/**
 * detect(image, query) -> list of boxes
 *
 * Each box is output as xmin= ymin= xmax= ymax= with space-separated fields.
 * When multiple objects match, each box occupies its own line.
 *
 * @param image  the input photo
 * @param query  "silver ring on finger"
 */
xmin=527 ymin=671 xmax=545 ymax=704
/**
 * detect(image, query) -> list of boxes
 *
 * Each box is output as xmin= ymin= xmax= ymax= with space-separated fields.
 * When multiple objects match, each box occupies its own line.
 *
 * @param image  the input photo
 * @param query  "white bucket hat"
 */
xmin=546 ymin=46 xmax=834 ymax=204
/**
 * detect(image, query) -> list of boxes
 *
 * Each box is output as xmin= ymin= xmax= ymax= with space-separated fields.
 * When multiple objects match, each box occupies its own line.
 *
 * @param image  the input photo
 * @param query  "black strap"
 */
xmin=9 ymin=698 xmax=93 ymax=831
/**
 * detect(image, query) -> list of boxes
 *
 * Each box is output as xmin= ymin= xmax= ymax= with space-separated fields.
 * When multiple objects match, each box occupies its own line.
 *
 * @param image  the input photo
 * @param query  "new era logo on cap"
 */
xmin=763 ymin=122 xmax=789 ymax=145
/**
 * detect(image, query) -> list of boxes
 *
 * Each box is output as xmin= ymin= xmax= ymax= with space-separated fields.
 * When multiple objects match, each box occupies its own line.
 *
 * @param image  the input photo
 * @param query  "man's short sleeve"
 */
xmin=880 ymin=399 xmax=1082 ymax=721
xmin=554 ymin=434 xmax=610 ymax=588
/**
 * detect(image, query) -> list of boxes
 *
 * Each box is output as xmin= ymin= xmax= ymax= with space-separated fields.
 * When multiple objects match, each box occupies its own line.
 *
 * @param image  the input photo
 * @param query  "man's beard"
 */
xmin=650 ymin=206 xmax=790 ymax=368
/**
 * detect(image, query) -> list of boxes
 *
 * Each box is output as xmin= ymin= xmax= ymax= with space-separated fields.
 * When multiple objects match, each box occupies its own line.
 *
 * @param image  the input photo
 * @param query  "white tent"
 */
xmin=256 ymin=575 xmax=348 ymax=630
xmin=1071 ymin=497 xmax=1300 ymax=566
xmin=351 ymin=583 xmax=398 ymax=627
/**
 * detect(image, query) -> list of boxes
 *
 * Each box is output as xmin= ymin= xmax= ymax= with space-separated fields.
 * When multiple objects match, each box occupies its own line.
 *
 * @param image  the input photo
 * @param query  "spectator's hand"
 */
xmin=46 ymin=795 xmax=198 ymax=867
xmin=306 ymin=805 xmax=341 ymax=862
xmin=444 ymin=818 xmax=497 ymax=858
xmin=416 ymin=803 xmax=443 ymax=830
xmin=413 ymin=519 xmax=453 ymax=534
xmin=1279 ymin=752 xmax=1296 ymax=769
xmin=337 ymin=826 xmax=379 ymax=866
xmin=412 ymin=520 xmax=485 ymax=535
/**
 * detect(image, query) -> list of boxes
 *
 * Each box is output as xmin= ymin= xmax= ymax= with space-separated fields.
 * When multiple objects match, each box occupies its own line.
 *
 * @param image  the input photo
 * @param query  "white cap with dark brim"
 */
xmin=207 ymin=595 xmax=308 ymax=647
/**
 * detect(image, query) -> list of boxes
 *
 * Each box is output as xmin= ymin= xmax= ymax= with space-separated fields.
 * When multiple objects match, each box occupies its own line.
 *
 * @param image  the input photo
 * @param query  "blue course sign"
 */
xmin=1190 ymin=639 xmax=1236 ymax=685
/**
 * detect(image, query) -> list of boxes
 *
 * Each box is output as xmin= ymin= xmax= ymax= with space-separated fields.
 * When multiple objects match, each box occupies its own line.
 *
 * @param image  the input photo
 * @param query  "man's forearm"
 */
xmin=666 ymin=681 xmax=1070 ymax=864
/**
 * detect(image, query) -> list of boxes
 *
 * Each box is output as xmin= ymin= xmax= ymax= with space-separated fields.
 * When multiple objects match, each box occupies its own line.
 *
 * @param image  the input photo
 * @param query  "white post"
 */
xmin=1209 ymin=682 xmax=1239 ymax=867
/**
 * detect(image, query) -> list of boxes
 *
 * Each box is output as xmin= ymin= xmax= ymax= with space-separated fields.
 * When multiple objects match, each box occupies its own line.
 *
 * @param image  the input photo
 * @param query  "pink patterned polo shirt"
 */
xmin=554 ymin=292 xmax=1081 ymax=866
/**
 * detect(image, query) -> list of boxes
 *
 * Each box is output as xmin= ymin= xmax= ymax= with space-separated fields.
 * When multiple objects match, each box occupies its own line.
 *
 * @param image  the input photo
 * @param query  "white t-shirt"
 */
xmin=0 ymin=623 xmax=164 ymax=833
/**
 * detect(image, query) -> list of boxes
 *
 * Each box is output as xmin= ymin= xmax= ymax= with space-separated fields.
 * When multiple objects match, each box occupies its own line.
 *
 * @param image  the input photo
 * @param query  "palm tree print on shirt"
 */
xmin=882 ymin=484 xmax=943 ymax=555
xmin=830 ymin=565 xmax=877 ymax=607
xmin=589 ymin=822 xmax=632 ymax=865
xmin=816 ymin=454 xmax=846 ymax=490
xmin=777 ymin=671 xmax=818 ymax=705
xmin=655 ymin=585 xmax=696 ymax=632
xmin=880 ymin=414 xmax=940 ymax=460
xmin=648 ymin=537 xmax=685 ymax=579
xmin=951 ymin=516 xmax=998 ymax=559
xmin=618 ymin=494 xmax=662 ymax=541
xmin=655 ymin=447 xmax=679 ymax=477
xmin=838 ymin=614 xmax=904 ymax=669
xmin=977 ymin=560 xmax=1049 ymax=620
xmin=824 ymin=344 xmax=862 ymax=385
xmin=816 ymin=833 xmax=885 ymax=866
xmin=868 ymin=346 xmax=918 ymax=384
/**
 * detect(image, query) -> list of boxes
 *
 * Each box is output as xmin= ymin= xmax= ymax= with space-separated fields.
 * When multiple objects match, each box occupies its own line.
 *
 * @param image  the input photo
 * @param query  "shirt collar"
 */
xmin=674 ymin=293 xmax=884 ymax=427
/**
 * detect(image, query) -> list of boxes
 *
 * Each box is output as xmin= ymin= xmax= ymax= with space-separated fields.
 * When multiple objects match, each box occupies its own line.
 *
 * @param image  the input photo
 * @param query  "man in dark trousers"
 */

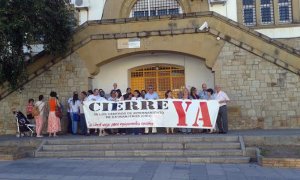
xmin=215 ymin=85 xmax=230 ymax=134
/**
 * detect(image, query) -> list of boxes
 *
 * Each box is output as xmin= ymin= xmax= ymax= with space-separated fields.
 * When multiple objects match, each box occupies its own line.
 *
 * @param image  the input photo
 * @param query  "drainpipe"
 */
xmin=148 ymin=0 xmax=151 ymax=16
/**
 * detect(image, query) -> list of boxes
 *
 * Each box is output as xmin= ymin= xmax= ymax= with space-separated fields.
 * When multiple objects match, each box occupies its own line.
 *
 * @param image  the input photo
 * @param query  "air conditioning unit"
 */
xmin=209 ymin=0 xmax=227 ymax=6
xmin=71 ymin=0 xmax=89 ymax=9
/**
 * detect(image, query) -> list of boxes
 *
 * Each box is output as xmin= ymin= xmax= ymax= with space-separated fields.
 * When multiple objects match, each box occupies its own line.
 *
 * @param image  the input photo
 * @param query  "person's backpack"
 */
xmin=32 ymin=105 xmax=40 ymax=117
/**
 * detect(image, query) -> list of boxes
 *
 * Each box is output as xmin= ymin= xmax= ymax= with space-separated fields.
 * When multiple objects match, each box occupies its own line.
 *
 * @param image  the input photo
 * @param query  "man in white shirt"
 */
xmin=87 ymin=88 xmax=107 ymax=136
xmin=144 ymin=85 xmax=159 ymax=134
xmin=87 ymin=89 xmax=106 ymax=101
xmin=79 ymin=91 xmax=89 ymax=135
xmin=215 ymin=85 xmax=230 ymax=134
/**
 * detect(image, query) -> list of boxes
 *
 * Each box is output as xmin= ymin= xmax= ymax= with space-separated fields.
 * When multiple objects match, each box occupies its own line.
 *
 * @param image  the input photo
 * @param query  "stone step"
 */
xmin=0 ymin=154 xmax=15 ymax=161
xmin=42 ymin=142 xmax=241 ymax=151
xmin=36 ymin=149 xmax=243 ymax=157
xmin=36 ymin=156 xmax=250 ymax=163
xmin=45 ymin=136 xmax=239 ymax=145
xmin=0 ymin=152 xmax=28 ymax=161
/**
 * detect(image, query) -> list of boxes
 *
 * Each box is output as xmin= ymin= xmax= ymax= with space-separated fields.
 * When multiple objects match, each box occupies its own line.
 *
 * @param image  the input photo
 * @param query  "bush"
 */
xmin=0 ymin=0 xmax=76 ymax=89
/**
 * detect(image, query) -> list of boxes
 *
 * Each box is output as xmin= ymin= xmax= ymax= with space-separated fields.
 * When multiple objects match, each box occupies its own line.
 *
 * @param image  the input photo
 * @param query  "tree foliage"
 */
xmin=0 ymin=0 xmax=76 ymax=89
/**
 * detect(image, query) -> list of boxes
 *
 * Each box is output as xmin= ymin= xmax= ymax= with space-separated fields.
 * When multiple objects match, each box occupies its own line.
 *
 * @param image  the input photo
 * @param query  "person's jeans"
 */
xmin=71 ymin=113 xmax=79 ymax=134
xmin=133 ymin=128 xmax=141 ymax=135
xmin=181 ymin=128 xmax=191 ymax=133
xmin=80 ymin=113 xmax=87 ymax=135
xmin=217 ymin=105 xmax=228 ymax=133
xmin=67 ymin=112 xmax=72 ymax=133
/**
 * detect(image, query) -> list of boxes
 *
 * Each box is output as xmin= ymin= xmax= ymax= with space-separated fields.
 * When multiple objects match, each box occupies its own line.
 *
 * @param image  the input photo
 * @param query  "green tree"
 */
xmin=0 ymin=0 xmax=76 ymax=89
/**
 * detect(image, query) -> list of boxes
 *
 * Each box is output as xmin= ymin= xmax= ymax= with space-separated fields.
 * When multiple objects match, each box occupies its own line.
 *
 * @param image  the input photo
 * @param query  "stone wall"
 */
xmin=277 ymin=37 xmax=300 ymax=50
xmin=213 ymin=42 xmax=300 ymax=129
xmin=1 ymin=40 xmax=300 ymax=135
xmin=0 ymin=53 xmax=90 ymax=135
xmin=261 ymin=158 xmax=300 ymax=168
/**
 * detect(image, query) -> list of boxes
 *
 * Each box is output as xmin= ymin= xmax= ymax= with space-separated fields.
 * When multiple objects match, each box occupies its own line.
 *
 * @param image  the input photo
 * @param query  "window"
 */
○ ○ ○ ○ ○
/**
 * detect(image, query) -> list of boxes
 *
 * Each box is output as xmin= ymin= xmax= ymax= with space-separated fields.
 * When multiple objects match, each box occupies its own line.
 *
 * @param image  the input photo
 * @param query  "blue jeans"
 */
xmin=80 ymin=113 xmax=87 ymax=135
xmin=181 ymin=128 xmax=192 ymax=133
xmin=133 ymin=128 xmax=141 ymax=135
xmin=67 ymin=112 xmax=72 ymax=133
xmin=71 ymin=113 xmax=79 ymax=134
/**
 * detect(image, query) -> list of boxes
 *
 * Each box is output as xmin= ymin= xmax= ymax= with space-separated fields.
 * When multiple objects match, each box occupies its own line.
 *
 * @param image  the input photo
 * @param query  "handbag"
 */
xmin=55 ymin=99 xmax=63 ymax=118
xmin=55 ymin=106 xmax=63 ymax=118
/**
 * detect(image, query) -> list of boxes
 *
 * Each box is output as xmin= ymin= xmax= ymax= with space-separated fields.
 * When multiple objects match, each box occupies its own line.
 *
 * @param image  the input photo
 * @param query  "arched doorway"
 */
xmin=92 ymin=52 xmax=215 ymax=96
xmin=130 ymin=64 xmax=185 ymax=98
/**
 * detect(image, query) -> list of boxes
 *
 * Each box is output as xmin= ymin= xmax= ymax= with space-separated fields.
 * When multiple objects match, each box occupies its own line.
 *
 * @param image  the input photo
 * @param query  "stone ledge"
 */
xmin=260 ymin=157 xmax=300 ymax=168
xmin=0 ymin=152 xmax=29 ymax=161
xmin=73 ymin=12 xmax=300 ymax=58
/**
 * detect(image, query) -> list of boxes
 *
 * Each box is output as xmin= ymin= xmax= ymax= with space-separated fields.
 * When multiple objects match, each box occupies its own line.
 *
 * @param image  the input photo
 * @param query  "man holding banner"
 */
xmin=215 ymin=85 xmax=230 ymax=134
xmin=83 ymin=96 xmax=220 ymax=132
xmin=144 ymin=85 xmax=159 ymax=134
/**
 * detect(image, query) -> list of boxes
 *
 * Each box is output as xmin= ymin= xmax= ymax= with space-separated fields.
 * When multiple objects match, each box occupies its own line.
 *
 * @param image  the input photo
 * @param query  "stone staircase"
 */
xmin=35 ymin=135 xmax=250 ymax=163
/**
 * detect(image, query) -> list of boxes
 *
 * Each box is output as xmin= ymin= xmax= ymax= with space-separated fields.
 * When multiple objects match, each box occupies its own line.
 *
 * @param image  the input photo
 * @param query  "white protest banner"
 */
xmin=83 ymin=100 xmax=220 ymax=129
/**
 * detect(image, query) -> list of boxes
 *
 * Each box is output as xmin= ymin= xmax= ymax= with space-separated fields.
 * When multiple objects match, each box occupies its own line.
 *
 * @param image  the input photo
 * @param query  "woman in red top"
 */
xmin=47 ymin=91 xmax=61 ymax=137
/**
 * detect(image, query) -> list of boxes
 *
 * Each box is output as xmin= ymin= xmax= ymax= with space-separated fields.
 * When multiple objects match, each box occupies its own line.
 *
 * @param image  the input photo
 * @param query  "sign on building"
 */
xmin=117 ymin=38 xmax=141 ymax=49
○ ○ ○ ○ ○
▶ [Directions]
Go through the entries and copy every line with "dark".

▶ [Written reply]
 * @param query  "white cap with dark brim"
 * @param query  "man in dark trousers"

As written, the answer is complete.